◆ GIVEN ENTRIES
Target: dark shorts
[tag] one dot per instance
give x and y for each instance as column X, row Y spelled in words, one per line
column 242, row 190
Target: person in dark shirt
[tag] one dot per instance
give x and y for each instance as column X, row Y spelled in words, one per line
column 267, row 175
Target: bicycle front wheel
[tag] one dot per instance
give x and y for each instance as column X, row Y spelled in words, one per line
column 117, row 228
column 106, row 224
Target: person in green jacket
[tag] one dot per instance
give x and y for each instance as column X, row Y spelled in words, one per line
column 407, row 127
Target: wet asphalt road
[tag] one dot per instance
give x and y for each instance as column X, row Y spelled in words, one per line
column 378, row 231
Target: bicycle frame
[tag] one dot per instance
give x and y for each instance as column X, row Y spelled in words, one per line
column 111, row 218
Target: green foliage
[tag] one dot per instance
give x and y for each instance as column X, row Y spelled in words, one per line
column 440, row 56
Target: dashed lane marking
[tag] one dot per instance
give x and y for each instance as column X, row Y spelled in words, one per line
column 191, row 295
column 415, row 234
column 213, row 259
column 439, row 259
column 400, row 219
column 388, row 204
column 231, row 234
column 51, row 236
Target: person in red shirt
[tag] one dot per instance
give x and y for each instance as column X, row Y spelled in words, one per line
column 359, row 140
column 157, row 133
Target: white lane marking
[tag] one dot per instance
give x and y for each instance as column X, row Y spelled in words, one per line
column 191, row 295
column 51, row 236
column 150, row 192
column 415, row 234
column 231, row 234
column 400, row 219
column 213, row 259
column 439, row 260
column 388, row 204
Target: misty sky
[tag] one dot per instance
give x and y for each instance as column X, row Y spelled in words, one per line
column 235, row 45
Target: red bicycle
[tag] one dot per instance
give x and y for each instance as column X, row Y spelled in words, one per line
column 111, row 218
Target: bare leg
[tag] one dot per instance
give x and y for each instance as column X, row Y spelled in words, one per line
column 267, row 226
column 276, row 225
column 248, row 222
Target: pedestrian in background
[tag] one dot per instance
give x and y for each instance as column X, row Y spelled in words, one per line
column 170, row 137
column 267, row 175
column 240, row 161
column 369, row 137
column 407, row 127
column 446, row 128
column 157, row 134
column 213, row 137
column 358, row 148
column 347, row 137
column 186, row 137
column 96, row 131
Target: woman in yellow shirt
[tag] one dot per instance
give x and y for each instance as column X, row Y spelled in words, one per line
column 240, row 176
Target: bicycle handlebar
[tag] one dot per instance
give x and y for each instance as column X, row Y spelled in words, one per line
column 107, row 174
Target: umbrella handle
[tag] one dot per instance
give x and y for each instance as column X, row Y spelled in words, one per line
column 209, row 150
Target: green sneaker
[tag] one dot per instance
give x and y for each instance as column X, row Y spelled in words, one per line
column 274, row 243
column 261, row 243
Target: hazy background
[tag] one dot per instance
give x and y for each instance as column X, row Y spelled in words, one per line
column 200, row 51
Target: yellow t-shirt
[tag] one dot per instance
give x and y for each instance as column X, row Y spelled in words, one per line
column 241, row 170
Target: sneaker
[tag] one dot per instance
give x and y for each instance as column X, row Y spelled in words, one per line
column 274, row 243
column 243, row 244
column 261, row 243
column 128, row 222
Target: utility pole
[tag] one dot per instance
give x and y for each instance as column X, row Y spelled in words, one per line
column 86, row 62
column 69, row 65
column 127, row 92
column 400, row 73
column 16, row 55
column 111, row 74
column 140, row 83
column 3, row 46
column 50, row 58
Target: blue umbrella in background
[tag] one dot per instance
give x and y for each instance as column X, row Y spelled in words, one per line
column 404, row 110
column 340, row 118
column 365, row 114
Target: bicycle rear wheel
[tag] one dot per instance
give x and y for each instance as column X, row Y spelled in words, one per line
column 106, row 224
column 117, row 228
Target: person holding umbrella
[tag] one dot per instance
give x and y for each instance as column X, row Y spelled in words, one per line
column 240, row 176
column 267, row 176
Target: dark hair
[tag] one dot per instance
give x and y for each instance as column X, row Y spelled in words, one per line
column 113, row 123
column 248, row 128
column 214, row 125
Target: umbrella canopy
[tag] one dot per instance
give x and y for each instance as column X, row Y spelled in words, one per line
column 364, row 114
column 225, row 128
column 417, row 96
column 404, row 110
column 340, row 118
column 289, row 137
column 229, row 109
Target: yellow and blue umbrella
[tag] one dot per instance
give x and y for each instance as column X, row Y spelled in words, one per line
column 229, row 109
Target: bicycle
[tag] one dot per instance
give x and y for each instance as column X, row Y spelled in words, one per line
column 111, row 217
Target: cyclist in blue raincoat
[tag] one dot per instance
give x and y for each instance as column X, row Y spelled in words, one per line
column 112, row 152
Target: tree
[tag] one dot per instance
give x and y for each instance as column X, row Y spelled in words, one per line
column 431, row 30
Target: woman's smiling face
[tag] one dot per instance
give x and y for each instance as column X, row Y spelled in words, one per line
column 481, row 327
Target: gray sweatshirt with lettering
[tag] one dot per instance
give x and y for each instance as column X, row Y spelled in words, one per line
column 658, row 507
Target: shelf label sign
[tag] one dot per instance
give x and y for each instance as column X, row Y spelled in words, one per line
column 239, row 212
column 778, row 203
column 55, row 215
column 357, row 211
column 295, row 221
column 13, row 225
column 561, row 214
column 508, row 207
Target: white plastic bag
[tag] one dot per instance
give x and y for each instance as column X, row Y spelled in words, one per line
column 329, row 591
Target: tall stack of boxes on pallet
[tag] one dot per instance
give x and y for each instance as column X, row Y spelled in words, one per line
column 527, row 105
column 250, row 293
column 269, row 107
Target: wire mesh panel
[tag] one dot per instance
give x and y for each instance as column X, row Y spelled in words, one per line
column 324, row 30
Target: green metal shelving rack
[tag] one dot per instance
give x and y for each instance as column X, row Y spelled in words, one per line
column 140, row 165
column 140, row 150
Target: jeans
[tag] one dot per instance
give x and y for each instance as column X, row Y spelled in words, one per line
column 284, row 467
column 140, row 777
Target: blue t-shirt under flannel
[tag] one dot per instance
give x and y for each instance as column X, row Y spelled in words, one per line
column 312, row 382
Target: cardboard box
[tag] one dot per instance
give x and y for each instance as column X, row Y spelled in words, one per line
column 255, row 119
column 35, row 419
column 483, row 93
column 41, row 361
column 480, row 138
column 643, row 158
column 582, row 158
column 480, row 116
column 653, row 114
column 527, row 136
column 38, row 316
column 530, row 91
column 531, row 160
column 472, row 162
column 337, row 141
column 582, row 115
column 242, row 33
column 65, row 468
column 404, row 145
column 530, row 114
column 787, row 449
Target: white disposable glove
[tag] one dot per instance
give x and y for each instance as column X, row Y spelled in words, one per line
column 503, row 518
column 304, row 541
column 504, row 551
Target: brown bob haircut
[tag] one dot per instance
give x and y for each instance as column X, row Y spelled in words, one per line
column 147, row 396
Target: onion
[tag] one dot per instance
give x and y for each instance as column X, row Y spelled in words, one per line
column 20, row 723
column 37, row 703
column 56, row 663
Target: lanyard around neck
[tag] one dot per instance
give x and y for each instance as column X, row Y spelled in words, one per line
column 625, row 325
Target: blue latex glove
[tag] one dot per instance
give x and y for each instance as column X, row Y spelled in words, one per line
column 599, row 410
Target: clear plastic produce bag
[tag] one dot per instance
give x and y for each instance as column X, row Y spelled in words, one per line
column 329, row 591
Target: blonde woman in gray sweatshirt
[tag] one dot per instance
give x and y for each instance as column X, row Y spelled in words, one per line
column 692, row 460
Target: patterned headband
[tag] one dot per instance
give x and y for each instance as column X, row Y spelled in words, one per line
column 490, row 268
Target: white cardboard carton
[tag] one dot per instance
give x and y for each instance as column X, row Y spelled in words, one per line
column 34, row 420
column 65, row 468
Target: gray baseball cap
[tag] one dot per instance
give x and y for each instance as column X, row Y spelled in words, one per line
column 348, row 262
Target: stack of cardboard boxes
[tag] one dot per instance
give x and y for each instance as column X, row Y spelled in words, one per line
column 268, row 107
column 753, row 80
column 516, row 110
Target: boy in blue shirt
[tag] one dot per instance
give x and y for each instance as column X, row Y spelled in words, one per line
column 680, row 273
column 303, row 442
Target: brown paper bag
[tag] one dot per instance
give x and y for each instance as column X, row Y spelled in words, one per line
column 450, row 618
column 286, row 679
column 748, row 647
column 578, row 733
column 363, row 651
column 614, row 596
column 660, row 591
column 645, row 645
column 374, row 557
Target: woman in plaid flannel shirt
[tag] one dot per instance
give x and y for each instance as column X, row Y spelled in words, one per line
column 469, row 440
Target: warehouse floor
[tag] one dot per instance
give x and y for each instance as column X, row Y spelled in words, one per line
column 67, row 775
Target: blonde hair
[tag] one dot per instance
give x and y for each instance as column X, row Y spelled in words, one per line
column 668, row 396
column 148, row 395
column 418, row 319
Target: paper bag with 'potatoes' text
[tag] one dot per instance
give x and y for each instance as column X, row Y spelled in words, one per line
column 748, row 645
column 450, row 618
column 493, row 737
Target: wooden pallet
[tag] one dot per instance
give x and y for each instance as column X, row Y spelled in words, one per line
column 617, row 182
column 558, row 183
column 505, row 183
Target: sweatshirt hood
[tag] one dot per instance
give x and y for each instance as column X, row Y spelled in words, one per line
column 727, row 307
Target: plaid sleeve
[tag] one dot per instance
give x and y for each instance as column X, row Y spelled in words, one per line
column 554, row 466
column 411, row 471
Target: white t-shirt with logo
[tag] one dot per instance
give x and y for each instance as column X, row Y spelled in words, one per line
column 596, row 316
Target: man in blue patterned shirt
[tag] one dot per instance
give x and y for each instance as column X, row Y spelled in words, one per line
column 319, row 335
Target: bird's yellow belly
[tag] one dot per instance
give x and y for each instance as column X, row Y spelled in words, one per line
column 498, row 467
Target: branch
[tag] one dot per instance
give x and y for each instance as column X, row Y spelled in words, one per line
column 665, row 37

◆ YOUR TASK
How many lines of the data hold the string "sneaker"? Reply with the number alone.

◆ YOUR SOLUTION
2